What needs to be done
Render the data below as a JSON list of strings, one string per line, leaving out blank lines.

[START]

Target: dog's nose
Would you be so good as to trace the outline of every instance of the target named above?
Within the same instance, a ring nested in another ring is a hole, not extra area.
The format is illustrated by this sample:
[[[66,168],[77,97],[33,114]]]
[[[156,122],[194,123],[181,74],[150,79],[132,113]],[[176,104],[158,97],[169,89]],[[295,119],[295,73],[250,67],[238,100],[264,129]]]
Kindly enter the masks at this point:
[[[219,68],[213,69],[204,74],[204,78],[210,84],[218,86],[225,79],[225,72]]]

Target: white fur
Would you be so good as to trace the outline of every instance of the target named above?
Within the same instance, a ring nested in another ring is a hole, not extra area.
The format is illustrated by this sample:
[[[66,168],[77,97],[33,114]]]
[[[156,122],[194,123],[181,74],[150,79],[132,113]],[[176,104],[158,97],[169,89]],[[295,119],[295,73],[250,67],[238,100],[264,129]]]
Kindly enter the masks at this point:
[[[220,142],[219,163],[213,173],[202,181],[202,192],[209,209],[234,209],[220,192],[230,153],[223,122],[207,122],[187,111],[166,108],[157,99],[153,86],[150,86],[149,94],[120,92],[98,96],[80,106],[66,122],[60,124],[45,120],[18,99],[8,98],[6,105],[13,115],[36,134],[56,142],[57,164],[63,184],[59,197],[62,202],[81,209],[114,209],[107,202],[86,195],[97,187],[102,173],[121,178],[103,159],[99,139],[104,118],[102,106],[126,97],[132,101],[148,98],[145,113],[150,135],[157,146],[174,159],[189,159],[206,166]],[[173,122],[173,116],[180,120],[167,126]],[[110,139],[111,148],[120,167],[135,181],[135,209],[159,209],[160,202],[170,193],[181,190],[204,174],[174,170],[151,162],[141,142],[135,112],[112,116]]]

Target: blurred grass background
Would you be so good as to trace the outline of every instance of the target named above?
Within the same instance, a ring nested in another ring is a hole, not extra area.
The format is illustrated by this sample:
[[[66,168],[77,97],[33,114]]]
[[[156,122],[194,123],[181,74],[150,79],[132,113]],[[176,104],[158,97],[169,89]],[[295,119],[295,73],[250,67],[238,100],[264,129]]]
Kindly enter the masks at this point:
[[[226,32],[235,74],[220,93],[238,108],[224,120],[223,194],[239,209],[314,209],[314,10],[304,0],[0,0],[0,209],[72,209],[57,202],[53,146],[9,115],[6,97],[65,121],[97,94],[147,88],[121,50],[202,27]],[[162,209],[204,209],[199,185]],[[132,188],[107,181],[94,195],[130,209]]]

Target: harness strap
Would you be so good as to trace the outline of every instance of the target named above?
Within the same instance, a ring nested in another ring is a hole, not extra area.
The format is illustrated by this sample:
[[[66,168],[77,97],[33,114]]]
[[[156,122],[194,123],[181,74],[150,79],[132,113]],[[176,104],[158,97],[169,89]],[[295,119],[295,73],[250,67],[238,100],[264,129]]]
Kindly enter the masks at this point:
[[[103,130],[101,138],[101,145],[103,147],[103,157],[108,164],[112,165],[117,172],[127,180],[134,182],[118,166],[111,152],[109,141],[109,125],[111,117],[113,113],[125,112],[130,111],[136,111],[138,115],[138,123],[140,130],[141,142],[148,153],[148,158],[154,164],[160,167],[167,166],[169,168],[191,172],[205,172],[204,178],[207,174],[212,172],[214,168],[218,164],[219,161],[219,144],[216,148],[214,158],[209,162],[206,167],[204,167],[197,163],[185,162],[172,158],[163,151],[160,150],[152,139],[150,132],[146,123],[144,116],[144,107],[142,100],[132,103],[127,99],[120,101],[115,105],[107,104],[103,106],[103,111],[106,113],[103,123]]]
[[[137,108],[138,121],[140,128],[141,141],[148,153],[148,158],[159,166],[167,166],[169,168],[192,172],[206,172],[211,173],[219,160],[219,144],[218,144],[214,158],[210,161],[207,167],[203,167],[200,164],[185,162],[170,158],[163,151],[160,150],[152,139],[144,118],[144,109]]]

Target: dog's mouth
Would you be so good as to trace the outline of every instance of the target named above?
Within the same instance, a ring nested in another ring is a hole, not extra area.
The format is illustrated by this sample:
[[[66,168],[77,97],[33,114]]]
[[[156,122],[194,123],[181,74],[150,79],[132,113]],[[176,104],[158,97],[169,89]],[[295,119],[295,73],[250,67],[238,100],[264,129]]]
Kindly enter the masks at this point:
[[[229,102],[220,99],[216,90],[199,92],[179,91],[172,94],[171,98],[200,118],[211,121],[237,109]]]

[END]

Output of the exercise
[
  "Target: dog's nose",
  "Would you be so good as to trace the outline of every instance of the target named above?",
  "Within the same instance, a ring nested in another ring is a hole, not extra area.",
  "The format is illustrated by this sample:",
  "[[[66,168],[77,97],[33,114]]]",
  "[[[156,122],[194,123],[181,74],[150,79],[132,113]],[[176,104],[158,97],[169,89]],[[295,119],[295,73],[250,67],[238,100],[264,129]]]",
  "Kindly enter the masks at this point:",
  "[[[219,68],[213,69],[204,74],[204,78],[210,84],[218,86],[225,79],[225,72]]]",
  "Target: white fur",
  "Would you be so good as to trace the outline of every instance of the target named above?",
  "Within the same instance, a ring nested in another ring is a hole, not extra area.",
  "The format is illustrated by this sample:",
  "[[[66,168],[77,97],[33,114]]]",
  "[[[156,122],[194,123],[181,74],[150,79],[132,113]],[[176,104],[158,97],[169,89]],[[295,119],[295,73],[250,67],[238,100],[264,129]]]",
  "Kindly enter the masks at this point:",
  "[[[220,142],[219,163],[213,173],[202,181],[202,192],[209,209],[234,209],[220,192],[230,153],[223,122],[207,122],[187,111],[166,108],[157,99],[153,86],[150,86],[149,94],[120,92],[98,96],[80,106],[66,122],[60,124],[45,120],[18,99],[8,98],[6,105],[13,115],[36,134],[56,142],[57,164],[63,184],[59,197],[62,202],[81,209],[114,209],[107,202],[86,195],[97,187],[102,173],[121,178],[103,159],[99,139],[104,118],[102,106],[126,97],[132,101],[148,98],[145,113],[150,135],[157,146],[174,159],[189,159],[206,166]],[[173,122],[173,116],[180,120],[167,126]],[[110,139],[111,148],[120,167],[135,181],[135,209],[159,209],[160,202],[170,193],[181,190],[204,174],[174,170],[151,162],[141,142],[135,112],[112,116]]]",
  "Target: blurred grass background",
  "Would you be so good as to trace the outline of every instance of the target named above?",
  "Within the same instance, a ring nested in another ring is a hole, not extra area.",
  "The format is illustrated by this sample:",
  "[[[66,168],[77,97],[33,114]]]",
  "[[[156,122],[194,123],[181,74],[150,79],[132,113]],[[176,104],[158,97],[169,89]],[[295,119],[295,73],[250,67],[238,100],[264,129]]]",
  "Kindly enter the masks at this point:",
  "[[[226,32],[235,74],[220,93],[238,108],[224,120],[223,194],[239,209],[314,209],[314,10],[304,0],[0,0],[0,209],[72,209],[57,202],[53,146],[9,115],[6,97],[65,121],[97,94],[147,88],[121,50],[202,27]],[[162,209],[204,209],[199,185]],[[132,188],[107,181],[94,195],[130,209]]]",
  "Target: harness strap",
  "Would you be so good as to trace the outline of every instance of the target named above?",
  "Within the same instance, a ring nested in another ring is a hole, not extra area.",
  "The format is illustrated by this sample:",
  "[[[66,168],[77,97],[33,114]]]",
  "[[[156,122],[194,123],[181,74],[150,79],[132,113]],[[176,104],[158,97],[169,89]],[[295,119],[295,73],[250,67],[238,100],[264,129]]]",
  "Kindly enter the masks at this point:",
  "[[[103,130],[101,138],[101,145],[103,147],[103,157],[108,164],[112,165],[117,172],[127,180],[134,182],[118,166],[111,152],[109,141],[109,125],[111,117],[113,113],[125,112],[130,111],[136,111],[138,115],[138,123],[140,130],[141,142],[148,153],[148,158],[154,164],[160,167],[167,166],[169,168],[191,172],[205,172],[204,178],[207,174],[212,172],[214,168],[218,164],[219,161],[219,144],[216,148],[214,158],[209,162],[206,167],[204,167],[197,163],[185,162],[172,158],[163,151],[160,150],[152,139],[150,132],[146,123],[144,116],[144,107],[142,100],[132,103],[127,99],[120,101],[115,105],[107,104],[103,106],[103,111],[106,113],[103,123]]]",
  "[[[137,108],[138,121],[140,128],[141,141],[148,153],[148,158],[159,166],[167,166],[169,168],[192,172],[206,172],[211,173],[219,160],[219,144],[218,144],[214,158],[210,161],[207,167],[203,167],[200,164],[185,162],[170,158],[163,151],[160,150],[152,139],[144,118],[144,109]]]",
  "Target: dog's mouth",
  "Would you be so good as to trace the outline of every instance of the target named above?",
  "Within the same instance, a ring nested in another ring is a hole, not extra area.",
  "The format is illustrated by this sample:",
  "[[[66,168],[77,97],[33,114]]]",
  "[[[156,122],[194,123],[181,74],[150,79],[132,113]],[[176,104],[158,97],[169,89]],[[295,119],[295,73],[250,67],[238,100],[264,129]]]",
  "Kindly enter the masks at this point:",
  "[[[229,102],[220,99],[216,90],[199,92],[179,91],[172,94],[171,98],[200,118],[211,121],[237,109]]]"
]